Requirement 1:
Can you switch "beak" to "bill" in the rows between the lines holding "Where can the bird beak" and "<point>173,123</point>", inclusive, and return only those lines with nothing else altered?

A review of the Guillermo's (GF) financial information indicated high taxation on net income, slow growth of 1%, under production by 50%, increasing labor costs, price reduction due to competition, aging and outdated equipment requiring higher maintenance cost, higher insurance rates. Furthermore, GF retained earnings appear inadequate to handle a downturn in price and increased labor cost and have the firm survive against competition with greater technological efficiencies (University of Phoenix, 2009).

Production utilizes a computer controlled laser lathe to produce exact cuts in the wood. Highly automated, the plant in Norway uses very little labor as robots even perform the precise movement and assembly functions. The cost of the technology is immense, as is the reduction in the labor needed for production (University of Phoenix, 2009).

Record set:
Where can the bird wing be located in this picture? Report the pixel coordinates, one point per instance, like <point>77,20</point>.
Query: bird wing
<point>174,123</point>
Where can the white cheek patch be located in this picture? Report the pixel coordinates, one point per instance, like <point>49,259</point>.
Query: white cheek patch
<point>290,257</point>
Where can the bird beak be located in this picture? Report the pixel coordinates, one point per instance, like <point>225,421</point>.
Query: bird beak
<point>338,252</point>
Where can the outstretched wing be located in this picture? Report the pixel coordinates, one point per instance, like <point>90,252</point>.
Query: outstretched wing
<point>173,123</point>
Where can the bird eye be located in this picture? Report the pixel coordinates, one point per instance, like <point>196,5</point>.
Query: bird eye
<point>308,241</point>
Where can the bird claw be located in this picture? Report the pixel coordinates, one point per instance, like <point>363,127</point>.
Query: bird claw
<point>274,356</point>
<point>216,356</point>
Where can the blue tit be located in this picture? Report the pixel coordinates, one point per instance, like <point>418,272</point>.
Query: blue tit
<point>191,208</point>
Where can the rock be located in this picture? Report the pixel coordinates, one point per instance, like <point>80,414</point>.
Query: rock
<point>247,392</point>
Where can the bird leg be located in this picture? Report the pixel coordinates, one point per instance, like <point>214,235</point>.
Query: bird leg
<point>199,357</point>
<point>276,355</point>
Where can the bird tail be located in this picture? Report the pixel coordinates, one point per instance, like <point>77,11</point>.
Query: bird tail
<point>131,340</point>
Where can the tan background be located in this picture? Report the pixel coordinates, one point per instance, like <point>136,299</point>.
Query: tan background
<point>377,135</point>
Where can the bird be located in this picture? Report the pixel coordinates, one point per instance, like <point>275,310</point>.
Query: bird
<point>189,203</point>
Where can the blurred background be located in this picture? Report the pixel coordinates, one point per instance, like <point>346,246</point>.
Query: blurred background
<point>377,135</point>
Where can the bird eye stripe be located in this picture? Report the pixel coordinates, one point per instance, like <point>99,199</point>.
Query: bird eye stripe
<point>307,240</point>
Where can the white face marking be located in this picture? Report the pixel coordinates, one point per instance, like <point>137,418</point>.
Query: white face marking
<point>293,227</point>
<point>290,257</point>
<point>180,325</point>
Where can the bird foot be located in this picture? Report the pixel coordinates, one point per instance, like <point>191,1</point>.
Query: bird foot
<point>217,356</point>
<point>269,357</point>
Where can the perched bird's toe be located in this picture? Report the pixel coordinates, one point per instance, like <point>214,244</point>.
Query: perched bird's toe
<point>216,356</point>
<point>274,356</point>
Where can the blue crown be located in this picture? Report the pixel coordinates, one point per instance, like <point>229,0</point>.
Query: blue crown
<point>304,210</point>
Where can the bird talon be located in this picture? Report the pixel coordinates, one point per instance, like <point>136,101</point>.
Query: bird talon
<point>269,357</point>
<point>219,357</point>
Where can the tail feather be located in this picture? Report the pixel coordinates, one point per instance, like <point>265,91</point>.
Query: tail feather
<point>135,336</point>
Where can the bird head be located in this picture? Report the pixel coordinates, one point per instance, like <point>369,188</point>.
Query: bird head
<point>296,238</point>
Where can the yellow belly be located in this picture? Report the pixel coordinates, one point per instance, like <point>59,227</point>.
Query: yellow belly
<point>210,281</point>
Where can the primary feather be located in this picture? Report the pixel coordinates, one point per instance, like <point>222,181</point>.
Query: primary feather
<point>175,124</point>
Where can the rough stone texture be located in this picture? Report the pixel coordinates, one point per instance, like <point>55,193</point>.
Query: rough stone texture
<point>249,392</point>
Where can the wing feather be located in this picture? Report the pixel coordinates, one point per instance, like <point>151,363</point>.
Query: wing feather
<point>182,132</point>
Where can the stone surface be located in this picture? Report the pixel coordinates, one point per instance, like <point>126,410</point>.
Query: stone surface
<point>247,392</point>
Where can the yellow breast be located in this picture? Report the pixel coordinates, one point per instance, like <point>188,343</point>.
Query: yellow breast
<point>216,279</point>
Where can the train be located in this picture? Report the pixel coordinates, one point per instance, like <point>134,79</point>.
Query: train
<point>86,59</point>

Requirement 2:
Will you proceed with the passage on Guillermo's finances and production, starting after its final sentence?

Written reply 1:
Where can the bird bill be located in this picture? Report the pixel coordinates, one point per instance, like <point>225,421</point>.
Query: bird bill
<point>338,252</point>
Where can the outstretched wing be located in this picture? Report the pixel coordinates, one point per instance, like <point>90,252</point>.
Query: outstretched wing
<point>173,123</point>

Written reply 2:
GF needs to re-evaluate its role in the industry to maintain sustained competitive advantage. Hard assets like buildings have a value in terms of depreciation but do not provide liquidity, which is important to handle fluctuations in the marketplace and continuous competition. Furthermore, inventory if not pre-sold can tie up cash.

A competitor, currently operating only in Norway, has been looking for channels to distribute in North America. Guillermo could coordinate his existing distributor network and essentially become a representative for this other manufacturer. Guillermo also has a patented process for creating a coating for his furniture. There is a market for the flame retardant but not as much of a market for the finished coating (University of Phoenix, 2009).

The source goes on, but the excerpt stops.